(Beginning of EXERCISE PASSAGE)
One year in and the race towards herd immunity is on. But the pace of the race and who is currently out in front varies greatly across the globe. A great reset in terms of post COVID-19 social contracts is taking place in many parts of the world – with the US leading the way. What international travel will require and resemble in this new era is far from clear.
Last week marked the one-year ‘official’ anniversary of COVID-19 pandemic, when the WHO officially declared so, three months after the virus was first identified in China. The chart below illustrates the 7-day average of daily reported COVID-19 cases by continent from 1 February 2020 to 11 March 2021.
Source: Our World in Data, Axios visuals
At the moment, the COVID-world is divided into three broad groups: (1) countries that are successfully containing the pandemic with ’turbocharged’ vaccination campaigns (Israel, the US and the UK); (2) countries facing a resurgence of cases caused by vaccine rollouts moving much too slowly (continental Europe and much of Latin America); (3) countries with slow vaccination campaigns but with very few cases (most of Asia and Oceania).
Herd immunity is not a binary notion (we have it or we don’t). The more people have been infected and the higher the rate of vaccination, the higher the level of natural immunity. Take the example of the US: almost 20% of the population has received at least one vaccine shot and nearly 30% of Americans have had the virus, suggesting that about 40% of Americans are protected against COVID (there is some overlap between the two groups). The pandemic is far from being over, but the virus has a much smaller pool of people it can infect. The more natural immunity rises (through vaccinations or infection), the faster transmission slows down. The pace of immunization is the most critical variable in vanquishing the pandemic.
(End of EXERCISE PASSAGE)
(Beginning of RECORDED DATA)
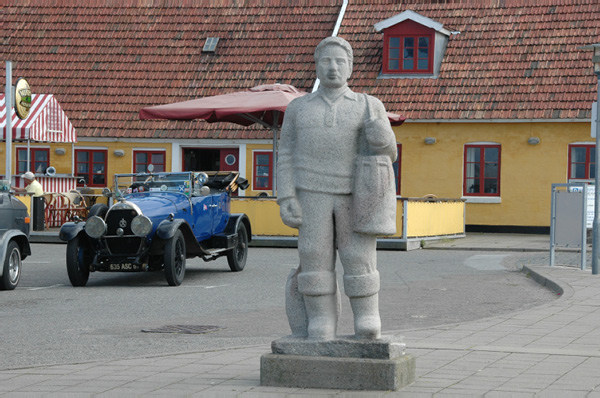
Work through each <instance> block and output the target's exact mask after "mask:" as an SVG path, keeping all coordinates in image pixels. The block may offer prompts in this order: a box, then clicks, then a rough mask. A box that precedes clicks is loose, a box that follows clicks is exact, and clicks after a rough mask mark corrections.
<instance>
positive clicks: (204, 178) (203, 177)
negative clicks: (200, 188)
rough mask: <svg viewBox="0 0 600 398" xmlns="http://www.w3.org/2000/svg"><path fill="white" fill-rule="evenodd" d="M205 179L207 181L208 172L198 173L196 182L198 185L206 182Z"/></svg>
mask: <svg viewBox="0 0 600 398" xmlns="http://www.w3.org/2000/svg"><path fill="white" fill-rule="evenodd" d="M207 181H208V174H206V173H198V183H199V184H200V185H204V184H206V182H207Z"/></svg>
(End of RECORDED DATA)
* **PROBLEM DETAILS**:
Reproduce the full text on the race toward COVID-19 herd immunity above, word for word, with nothing left out or changed.

* **RESULT OF THIS TASK**:
One year in and the race towards herd immunity is on. But the pace of the race and who is currently out in front varies greatly across the globe. A great reset in terms of post COVID-19 social contracts is taking place in many parts of the world – with the US leading the way. What international travel will require and resemble in this new era is far from clear.
Last week marked the one-year ‘official’ anniversary of COVID-19 pandemic, when the WHO officially declared so, three months after the virus was first identified in China. The chart below illustrates the 7-day average of daily reported COVID-19 cases by continent from 1 February 2020 to 11 March 2021.
Source: Our World in Data, Axios visuals
At the moment, the COVID-world is divided into three broad groups: (1) countries that are successfully containing the pandemic with ’turbocharged’ vaccination campaigns (Israel, the US and the UK); (2) countries facing a resurgence of cases caused by vaccine rollouts moving much too slowly (continental Europe and much of Latin America); (3) countries with slow vaccination campaigns but with very few cases (most of Asia and Oceania).
Herd immunity is not a binary notion (we have it or we don’t). The more people have been infected and the higher the rate of vaccination, the higher the level of natural immunity. Take the example of the US: almost 20% of the population has received at least one vaccine shot and nearly 30% of Americans have had the virus, suggesting that about 40% of Americans are protected against COVID (there is some overlap between the two groups). The pandemic is far from being over, but the virus has a much smaller pool of people it can infect. The more natural immunity rises (through vaccinations or infection), the faster transmission slows down. The pace of immunization is the most critical variable in vanquishing the pandemic.